**THE TASK:**
Type again, exactly, the lines below from the start through the line that includes "column 63, row 308".

Stored dataset items
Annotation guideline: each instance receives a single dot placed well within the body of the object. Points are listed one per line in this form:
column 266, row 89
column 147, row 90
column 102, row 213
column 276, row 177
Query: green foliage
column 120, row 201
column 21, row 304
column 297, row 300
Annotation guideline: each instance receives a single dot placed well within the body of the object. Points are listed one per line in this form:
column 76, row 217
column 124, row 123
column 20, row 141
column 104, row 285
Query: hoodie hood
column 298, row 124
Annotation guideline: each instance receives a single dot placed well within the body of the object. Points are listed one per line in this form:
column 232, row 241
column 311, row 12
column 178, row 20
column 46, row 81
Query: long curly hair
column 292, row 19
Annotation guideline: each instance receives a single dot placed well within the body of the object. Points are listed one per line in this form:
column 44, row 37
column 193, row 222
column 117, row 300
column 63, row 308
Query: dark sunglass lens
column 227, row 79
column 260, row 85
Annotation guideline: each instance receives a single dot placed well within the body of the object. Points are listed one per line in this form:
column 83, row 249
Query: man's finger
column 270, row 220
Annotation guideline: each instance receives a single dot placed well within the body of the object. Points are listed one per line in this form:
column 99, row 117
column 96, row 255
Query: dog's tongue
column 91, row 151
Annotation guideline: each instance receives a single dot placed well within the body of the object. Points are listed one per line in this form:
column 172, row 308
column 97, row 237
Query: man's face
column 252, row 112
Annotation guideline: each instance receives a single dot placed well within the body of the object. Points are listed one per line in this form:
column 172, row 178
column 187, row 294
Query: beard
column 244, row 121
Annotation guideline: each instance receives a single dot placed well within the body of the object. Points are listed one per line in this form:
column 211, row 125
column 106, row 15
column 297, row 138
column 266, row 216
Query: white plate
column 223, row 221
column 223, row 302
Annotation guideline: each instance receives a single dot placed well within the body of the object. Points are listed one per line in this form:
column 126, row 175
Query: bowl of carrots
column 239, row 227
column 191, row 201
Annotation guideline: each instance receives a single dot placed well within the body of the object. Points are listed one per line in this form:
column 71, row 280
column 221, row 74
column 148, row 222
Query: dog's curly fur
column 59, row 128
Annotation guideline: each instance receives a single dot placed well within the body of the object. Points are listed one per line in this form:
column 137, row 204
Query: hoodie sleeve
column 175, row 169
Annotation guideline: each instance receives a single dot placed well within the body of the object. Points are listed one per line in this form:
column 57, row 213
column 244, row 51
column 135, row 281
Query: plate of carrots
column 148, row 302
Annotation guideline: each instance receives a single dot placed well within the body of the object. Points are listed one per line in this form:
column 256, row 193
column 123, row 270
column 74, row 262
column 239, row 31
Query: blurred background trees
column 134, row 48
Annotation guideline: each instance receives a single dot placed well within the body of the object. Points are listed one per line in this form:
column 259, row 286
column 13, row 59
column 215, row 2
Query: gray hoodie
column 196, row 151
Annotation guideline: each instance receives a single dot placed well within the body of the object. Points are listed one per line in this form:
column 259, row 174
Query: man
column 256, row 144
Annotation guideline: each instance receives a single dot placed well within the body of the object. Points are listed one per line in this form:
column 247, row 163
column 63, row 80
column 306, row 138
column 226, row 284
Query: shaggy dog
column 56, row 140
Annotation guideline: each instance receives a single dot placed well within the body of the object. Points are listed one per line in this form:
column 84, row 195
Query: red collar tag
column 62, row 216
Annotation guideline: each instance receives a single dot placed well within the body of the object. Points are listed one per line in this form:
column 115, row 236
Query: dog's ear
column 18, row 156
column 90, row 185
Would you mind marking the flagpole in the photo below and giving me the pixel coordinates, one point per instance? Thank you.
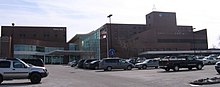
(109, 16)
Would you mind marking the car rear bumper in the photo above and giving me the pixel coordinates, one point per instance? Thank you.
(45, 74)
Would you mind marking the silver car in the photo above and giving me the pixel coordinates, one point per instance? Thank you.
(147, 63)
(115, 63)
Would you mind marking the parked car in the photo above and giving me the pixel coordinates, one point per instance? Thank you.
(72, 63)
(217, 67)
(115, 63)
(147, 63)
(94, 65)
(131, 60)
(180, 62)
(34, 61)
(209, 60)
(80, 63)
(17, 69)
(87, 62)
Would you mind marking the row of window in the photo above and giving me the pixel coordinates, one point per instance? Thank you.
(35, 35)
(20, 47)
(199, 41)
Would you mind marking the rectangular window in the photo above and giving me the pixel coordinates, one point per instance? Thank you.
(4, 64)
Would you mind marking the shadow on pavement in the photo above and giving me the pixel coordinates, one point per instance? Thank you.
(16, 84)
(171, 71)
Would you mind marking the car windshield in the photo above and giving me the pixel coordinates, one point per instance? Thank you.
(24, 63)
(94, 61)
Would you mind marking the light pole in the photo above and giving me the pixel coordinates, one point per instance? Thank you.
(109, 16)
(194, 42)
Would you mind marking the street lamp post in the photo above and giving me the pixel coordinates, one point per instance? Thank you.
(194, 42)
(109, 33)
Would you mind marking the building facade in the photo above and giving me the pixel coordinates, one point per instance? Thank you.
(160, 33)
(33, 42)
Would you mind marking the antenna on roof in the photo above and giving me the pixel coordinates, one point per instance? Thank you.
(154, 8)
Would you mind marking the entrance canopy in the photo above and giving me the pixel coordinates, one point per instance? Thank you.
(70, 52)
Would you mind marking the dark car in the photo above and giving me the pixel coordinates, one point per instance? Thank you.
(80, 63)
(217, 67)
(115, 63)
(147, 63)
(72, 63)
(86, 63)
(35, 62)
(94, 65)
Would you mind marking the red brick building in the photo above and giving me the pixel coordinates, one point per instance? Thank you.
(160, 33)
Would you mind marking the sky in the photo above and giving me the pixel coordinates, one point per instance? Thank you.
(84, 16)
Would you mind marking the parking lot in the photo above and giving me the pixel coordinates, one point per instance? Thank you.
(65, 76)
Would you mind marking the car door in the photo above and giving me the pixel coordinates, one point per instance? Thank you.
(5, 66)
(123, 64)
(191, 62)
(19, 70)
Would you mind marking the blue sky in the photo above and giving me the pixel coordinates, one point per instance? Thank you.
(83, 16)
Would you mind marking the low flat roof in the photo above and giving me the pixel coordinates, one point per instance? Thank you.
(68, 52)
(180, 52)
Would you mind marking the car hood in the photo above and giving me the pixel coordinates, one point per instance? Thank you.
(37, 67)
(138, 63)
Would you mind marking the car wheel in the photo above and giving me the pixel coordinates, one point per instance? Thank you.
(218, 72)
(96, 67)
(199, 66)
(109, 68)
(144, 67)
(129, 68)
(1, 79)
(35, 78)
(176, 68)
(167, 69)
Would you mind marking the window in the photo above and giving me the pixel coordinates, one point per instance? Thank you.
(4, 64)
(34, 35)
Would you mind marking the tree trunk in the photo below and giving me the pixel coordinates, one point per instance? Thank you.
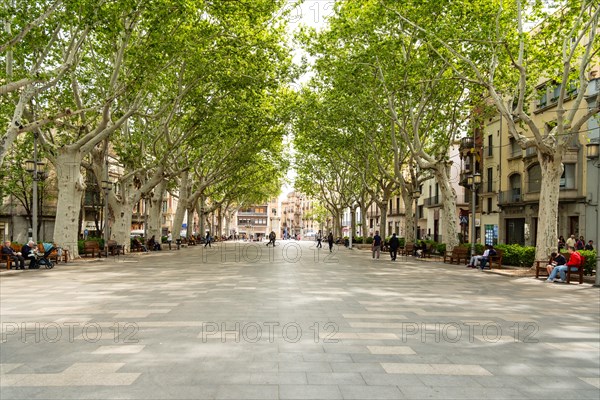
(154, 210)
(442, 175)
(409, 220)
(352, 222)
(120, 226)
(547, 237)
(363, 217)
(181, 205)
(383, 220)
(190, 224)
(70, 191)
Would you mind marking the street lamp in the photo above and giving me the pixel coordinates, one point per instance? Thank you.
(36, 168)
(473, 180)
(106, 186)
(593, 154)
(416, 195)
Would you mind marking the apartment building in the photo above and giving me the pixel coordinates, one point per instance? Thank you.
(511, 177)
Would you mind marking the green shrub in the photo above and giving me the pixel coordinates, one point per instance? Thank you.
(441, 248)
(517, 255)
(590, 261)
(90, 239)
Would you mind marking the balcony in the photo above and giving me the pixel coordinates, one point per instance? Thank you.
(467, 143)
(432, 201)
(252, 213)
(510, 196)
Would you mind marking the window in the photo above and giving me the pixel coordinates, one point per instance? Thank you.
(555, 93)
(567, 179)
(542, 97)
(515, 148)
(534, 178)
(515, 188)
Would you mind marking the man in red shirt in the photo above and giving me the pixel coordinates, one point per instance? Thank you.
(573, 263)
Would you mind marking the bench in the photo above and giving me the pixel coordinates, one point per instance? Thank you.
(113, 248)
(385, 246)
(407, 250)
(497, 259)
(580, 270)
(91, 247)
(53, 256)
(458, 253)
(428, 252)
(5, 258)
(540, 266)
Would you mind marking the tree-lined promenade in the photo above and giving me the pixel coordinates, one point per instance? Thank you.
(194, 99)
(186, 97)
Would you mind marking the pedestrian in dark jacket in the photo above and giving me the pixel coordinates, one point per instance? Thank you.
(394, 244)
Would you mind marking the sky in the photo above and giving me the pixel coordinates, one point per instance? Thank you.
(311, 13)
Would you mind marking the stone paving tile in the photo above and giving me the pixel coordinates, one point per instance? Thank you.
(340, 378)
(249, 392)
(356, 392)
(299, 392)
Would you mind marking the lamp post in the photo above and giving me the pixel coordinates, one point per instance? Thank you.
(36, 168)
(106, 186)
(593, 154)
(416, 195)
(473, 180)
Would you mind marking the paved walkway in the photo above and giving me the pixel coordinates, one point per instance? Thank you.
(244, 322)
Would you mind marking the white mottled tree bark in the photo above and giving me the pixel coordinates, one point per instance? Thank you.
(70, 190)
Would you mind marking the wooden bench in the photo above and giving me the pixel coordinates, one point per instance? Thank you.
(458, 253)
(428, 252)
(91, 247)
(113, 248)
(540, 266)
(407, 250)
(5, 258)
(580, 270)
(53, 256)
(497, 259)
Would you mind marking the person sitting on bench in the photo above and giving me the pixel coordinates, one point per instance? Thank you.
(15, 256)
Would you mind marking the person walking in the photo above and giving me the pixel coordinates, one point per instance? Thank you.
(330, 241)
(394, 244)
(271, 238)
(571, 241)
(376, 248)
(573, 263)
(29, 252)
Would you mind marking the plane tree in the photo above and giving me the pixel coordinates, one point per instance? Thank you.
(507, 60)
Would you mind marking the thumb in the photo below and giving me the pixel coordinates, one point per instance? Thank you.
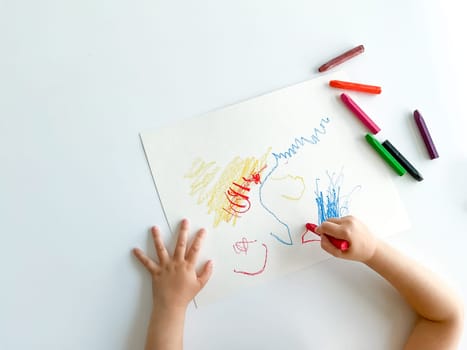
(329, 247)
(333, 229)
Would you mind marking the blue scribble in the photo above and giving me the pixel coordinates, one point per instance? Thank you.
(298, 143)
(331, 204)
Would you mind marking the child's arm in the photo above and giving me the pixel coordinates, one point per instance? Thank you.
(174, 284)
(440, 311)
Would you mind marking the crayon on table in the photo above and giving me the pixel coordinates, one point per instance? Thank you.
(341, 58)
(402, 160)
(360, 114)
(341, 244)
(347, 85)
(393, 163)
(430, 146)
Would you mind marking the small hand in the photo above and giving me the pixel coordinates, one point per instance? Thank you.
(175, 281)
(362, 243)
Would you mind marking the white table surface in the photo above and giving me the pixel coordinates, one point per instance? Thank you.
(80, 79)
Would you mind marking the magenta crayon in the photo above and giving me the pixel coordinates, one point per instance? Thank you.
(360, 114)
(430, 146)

**THE ANSWER:**
Annotation guideline: each instance receives a single dot placed well within the body of the object. Points are listed one per line in this form:
column 266, row 89
column 147, row 90
column 102, row 213
column 276, row 177
Query: green foliage
column 120, row 201
column 21, row 304
column 297, row 300
Annotation guideline: each instance receives a single dot placed well within the body of the object. Points are listed one per line in this form:
column 76, row 217
column 124, row 123
column 20, row 141
column 104, row 285
Query: hoodie hood
column 298, row 124
Annotation guideline: each instance receives a single dot placed well within the body of the object. Points are listed one per line in this form:
column 232, row 241
column 311, row 12
column 178, row 20
column 46, row 81
Query: long curly hair
column 292, row 19
Annotation guideline: each instance receives a single dot placed well within the body of the object. Points are listed one per line in this form:
column 44, row 37
column 193, row 222
column 117, row 300
column 63, row 308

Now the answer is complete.